======== Extracted entries

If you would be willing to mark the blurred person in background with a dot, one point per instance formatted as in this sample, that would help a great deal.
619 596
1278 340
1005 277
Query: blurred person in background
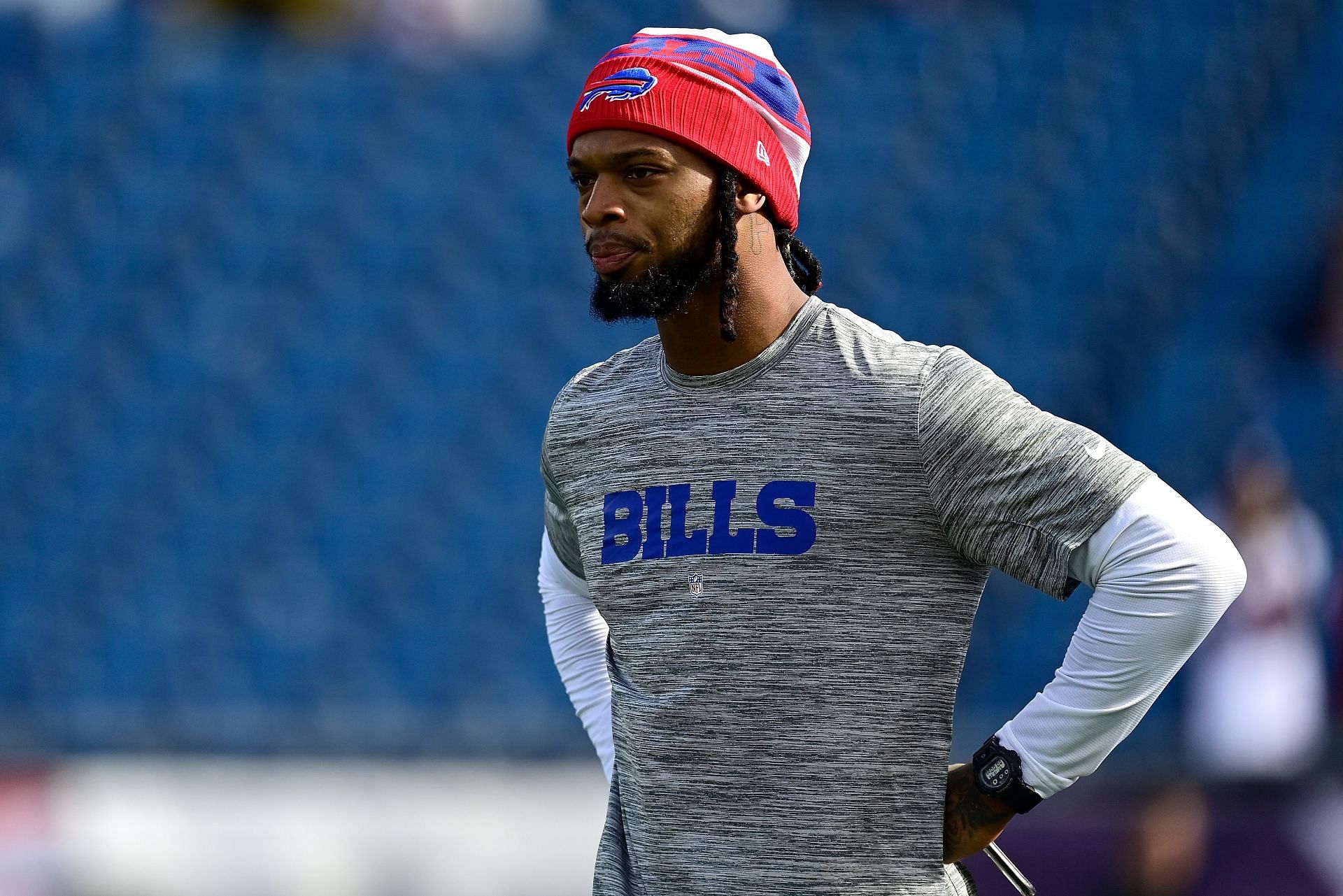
1258 690
1166 849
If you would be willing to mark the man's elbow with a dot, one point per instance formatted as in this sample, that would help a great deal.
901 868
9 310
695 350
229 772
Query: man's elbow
1221 570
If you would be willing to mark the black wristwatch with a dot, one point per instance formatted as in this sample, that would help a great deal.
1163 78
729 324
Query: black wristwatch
998 774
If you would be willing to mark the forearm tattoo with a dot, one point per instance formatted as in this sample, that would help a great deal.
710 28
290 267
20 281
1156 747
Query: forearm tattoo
967 814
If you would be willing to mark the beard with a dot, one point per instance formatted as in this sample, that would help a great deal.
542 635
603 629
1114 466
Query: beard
660 290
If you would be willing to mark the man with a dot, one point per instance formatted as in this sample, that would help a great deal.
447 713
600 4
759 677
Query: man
767 529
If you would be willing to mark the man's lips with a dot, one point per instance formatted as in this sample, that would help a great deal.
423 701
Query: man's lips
610 259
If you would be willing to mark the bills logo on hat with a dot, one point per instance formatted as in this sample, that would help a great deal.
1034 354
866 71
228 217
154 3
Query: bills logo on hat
627 84
722 94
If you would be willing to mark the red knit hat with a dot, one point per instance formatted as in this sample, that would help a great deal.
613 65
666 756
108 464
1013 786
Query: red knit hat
722 94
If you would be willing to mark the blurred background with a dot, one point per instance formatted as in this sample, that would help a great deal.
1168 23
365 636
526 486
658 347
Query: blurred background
286 287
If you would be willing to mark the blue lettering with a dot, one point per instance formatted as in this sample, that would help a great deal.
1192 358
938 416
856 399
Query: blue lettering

================

What the exercise asks: Reproduce all of the data above verbatim, with the image left out.

Finished task:
If you would be willing to mark the blurred person in background with a dot, one point per instance formatted as in this sample, that would help a great deal.
619 596
1278 340
1005 277
Query: blurred person in background
1258 690
1166 849
If you would be willing to mark the man's elbow with a dot, one point per instance formatted as in this sample, that would help a great deal.
901 868
9 310
695 350
229 772
Query: man's elbow
1221 570
If you would be willing to mark the black wristwatch with a dot, one point per instance formatted as in this sample, that would help a great deal.
1163 78
729 324
Query: black wristwatch
998 774
If you would be willing to mark the forearm tattoo with a dot, one point per instance formatted as in this sample, that would help a great deal.
710 28
290 267
20 281
1156 747
Query: forearm tattoo
967 814
If you would be willing to mark the beard with a dot, one point per instance formatted as in this sample, that would help a great deal.
542 635
603 629
1114 466
Query: beard
660 290
If you would be willing to mark the man with a dot, one point per instance formatted as in this sample, that would help a great deal.
447 713
600 4
759 677
Query: man
767 529
If you would be willing to mark the man's lips with a dot, one point per instance formatted as in this sample, that would help a great deal.
423 701
Query: man's lips
610 259
If you would be willing to mark the bills logo on hat with a dot, one point per instance formatted as in this sample, that would help a great deal.
1034 354
866 71
228 217
154 3
Query: bills logo on hat
627 84
722 94
If you would be willing to mark the red knit hat with a dot, one point per instance formatted as in this sample, that would help a great deal.
613 65
666 756
108 464
1013 786
Query: red knit hat
722 94
If you would be willing to mark the blurred background with a dot, one point per instance formatted as in this sample, that would help a great deal.
1168 23
365 636
526 486
658 347
Query: blurred background
286 287
If you would be willing to mark the blue lettering with a dot, one point per instance formatted as in this sample, that would help a great deal.
1192 358
938 416
856 399
Query: blue lettering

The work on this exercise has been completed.